EJERCICIOS =>
[A] Cambia "silencio" por "mutismo" y reescribe el fragmento de origen desde "Carl Jung, padre" hasta "olvido, igualmente histórico.".
[B] Según el fragmento de origen, ¿en qué año y a qué edad murió Françoise Dolto?
[C] Enumera todos los tipos de figuras contra las que, según el fragmento de origen, la exhumación sirve hoy como muro de contención.

FRAGMENTO DE ORIGEN =>
++++++++++
Carl Jung, padre de la psicología analítica, planteó que cuando una generación reprime o no integra conscientemente sus experiencias traumáticas, estas no desaparecen, sino que se trasladan al inconsciente colectivo y reaparecen en generaciones posteriores, a menudo de forma simbólica, patológica o incluso socialmente disruptiva. Pero quien mejor verbalizó ese conflicto fue la sa Françoise Dolto, pediatra y psicoanalista lacaniana: “Lo que se calla en la primera generación, la segunda lo lleva en el cuerpo”. Esto es, los testigos callan y sus hijos buscan dar sentido —a menudo sin poder comunicarlo— a lo que no fue dicho. El silencio que dejan los crímenes de guerra cristaliza en un mismo fenómeno que, según el caso, puede tener dos caras: una es la memoria histórica; la otra, su reverso oscuro, es el olvido, igualmente histórico.

Unos aprietan los dientes y, en el anhelo de una reparación algo más que simbólica, reclaman el acto cauterizador de abrir las cunetas. Los otros dicen que para qué andarse con esas cosas: que el pasado no hay que removerlo, para qué tanta necrofilia. Como si fuera un pasatiempo agradable andar desenterrando esqueletos. El pasado hay que removerlo. A la tercera y sucesivas generaciones —de las que Françoise Dolto, fallecida en 1988 a los 80 años, no llegó a hablar—, nos corresponde la exhumación, por dolorosa que resulte. Hoy es necesaria como muro de contención contra histriónicos líderes de singular sadismo, (anti)políticos desalmados y tecnoligarcas multimillonarios que formulan esa visión del mundo inhumana que a muchos, cautivados por el brioso gif, les hace hasta gracia. A estos últimos, que en un porcentaje preocupante están creyendo que las dictaduras no son tan malas, puede tocarles mañana preguntarle a sus antepasados ausentes cómo no lo vieron venir y por qué no les avisaron de lo que era el autoritarismo, por qué no hicieron nada contra el exterminio de pueblos indefensos, cómo se les pudo ocurrir construir resorts vacacionales sobre gigantescas fosas comunes. Ábranse todas las cajas, empezando por esas que ya están siendo revisadas bajo estricta seguridad por el Supremo argentino y el Museo del Holocausto —avisen si se les puede ayudar con algo—; no hacerlo perpetuará ese incómodo silencio entre las generaciones venideras: traerá nuevas cajas que esconder en los sótanos de la vergüenza.
++++++++++
BLOQUE DE DATOS =>
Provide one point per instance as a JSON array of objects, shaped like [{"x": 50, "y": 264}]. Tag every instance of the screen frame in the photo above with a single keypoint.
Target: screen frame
++++++++++
RESPUESTAS POR EJERCICIO =>
[A]
Carl Jung, padre de la psicología analítica, planteó que cuando una generación reprime o no integra conscientemente sus experiencias traumáticas, estas no desaparecen, sino que se trasladan al inconsciente colectivo y reaparecen en generaciones posteriores, a menudo de forma simbólica, patológica o incluso socialmente disruptiva. Pero quien mejor verbalizó ese conflicto fue la sa Françoise Dolto, pediatra y psicoanalista lacaniana: “Lo que se calla en la primera generación, la segunda lo lleva en el cuerpo”. Esto es, los testigos callan y sus hijos buscan dar sentido —a menudo sin poder comunicarlo— a lo que no fue dicho. El mutismo que dejan los crímenes de guerra cristaliza en un mismo fenómeno que, según el caso, puede tener dos caras: una es la memoria histórica; la otra, su reverso oscuro, es el olvido, igualmente histórico.

[B] En 1988, a los 80 años.

[C]
- Histriónicos líderes de singular sadismo
- (Anti)políticos desalmados
- Tecnoligarcas multimillonarios